▶ _PROBLEM STATEMENT_
Leave out every line before the one containing "The locator SHOULD return, for each instance of the soccer", and set down that line and the rest through the end of the listing exactly.

▶ _DATA PROVIDED_

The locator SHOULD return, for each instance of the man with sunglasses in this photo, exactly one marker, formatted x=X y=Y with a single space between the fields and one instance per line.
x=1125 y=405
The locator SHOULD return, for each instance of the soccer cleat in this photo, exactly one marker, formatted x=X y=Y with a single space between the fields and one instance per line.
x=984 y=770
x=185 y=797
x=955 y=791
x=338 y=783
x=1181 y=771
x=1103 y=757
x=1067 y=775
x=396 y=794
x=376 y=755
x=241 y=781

▶ _TASK RESULT_
The locator SHOULD return, for each instance of the soccer cleat in this photo, exactly one marker, formatted x=X y=Y with a single space between the fields and one instance per line.
x=984 y=770
x=185 y=797
x=955 y=791
x=338 y=783
x=1181 y=771
x=1103 y=757
x=1067 y=775
x=396 y=794
x=376 y=755
x=241 y=781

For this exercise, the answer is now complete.